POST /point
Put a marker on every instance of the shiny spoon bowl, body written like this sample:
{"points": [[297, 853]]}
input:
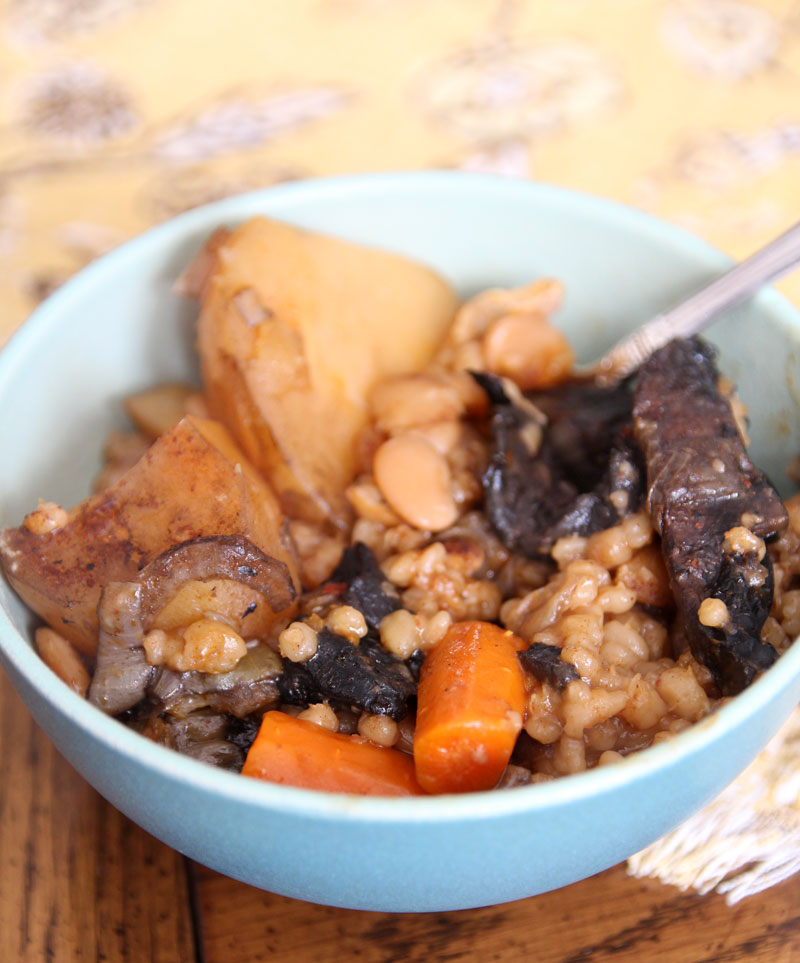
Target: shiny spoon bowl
{"points": [[692, 315]]}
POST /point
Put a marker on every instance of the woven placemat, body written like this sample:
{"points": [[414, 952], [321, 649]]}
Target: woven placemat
{"points": [[747, 839]]}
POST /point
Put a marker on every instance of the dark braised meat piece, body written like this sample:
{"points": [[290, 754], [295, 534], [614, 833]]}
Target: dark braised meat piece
{"points": [[242, 732], [702, 484], [363, 584], [363, 675], [535, 490], [583, 422], [544, 662], [525, 489]]}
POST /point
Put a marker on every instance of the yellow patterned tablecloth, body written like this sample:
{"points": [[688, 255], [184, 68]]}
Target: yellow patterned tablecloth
{"points": [[116, 114]]}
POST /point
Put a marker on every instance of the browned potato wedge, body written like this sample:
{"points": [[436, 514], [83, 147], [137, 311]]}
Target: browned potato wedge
{"points": [[193, 481], [158, 409], [294, 330]]}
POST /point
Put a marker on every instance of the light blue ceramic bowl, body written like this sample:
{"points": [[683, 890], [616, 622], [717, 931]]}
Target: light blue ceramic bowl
{"points": [[117, 328]]}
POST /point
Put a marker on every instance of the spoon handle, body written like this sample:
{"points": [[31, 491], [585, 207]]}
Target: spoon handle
{"points": [[690, 316]]}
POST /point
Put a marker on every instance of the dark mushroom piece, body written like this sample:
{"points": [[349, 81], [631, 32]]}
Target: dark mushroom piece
{"points": [[702, 485], [365, 676], [544, 663], [127, 609], [363, 585], [534, 489]]}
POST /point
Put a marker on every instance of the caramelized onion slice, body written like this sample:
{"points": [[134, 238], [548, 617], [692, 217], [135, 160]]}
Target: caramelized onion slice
{"points": [[127, 609]]}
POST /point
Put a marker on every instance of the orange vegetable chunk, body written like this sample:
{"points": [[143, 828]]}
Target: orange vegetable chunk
{"points": [[300, 753], [470, 707]]}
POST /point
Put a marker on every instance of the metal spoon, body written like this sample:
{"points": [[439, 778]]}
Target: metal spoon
{"points": [[690, 316]]}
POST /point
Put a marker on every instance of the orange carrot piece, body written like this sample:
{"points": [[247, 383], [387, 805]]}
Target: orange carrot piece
{"points": [[299, 753], [470, 706]]}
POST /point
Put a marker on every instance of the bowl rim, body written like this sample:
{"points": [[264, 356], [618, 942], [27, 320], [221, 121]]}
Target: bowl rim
{"points": [[278, 201]]}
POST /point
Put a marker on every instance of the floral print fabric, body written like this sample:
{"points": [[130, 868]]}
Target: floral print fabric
{"points": [[116, 114]]}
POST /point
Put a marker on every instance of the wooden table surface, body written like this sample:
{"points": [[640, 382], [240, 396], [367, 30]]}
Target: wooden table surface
{"points": [[80, 882]]}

- - -

Print every line above exactly. Leave the pictures out.

POST /point
Put a marker on every instance of the shiny spoon bowl, body written like this sample:
{"points": [[297, 853]]}
input:
Target: shiny spoon bowl
{"points": [[692, 315]]}
POST /point
Put a marker on every instance of the woven placemat, body written like this sample:
{"points": [[414, 952], [321, 649]]}
Target: woven placemat
{"points": [[747, 839]]}
POST /point
Put a marker on every instance of the dark braised meat piece, body written like this sample:
{"points": [[290, 754], [295, 534], [614, 833]]}
Target: dark braised meat piece
{"points": [[242, 732], [702, 484], [363, 584], [363, 675], [535, 490], [583, 422], [544, 662], [525, 489]]}
POST /point
Put a marker on every instance of the yellow patterned tablecloth, body written like this sample:
{"points": [[688, 255], [184, 68]]}
Target: yellow patterned tablecloth
{"points": [[116, 114]]}
POST /point
Put a marker on every instance of the browned potato wedge, body written like this sample:
{"points": [[436, 514], [83, 147], [137, 311]]}
Target: browned potato wedge
{"points": [[193, 481], [158, 409], [294, 330]]}
POST /point
Put a marker on every instance of the light blue ceramic bowl, body written like this sample:
{"points": [[683, 890], [616, 622], [717, 931]]}
Target: light blue ceramic bowl
{"points": [[117, 328]]}
POST /point
Put a marker on every instance of the spoon handle, body written like this sample:
{"points": [[31, 491], [585, 207]]}
Target: spoon handle
{"points": [[690, 316]]}
POST /point
Put a marker on every instance of the dark mushroom piece, body written like this sample:
{"points": [[349, 81], [631, 32]]}
Target: dark mushroom piece
{"points": [[702, 485], [365, 676], [544, 663], [127, 609], [363, 585], [534, 489]]}
POST /point
Put a marker on every instance of the caramelized onion slice, body written like this sample:
{"points": [[134, 238], [548, 617], [692, 217], [135, 160]]}
Target: caramelized onion slice
{"points": [[127, 609]]}
POST /point
Put a marker on every instance of the orange vegetable chunk, body written like this sample:
{"points": [[143, 828]]}
Target: orange vegetable chunk
{"points": [[300, 753], [470, 707]]}
POST /point
Put a marker on every instance of the metal spoon, body written like this sample:
{"points": [[439, 778]]}
Target: metal spoon
{"points": [[690, 316]]}
POST /point
Put a marker on every instance of the orange carrot piece, body written like this sample:
{"points": [[247, 383], [387, 805]]}
Target: orange carrot piece
{"points": [[299, 753], [470, 706]]}
POST /point
Put a marker on every instance of the bowl rim, body written like this sample:
{"points": [[264, 356], [618, 942], [27, 320], [221, 121]]}
Target: bowl rim
{"points": [[278, 201]]}
POST /point
Put a marker on every instance of the floral print fabric, body written like this sample:
{"points": [[130, 868]]}
Target: floral print fabric
{"points": [[116, 114]]}
POST /point
Put a marker on every instance of the wooden table surface, body written like this sample:
{"points": [[640, 382], [240, 396], [367, 30]]}
Target: wooden table surface
{"points": [[80, 882]]}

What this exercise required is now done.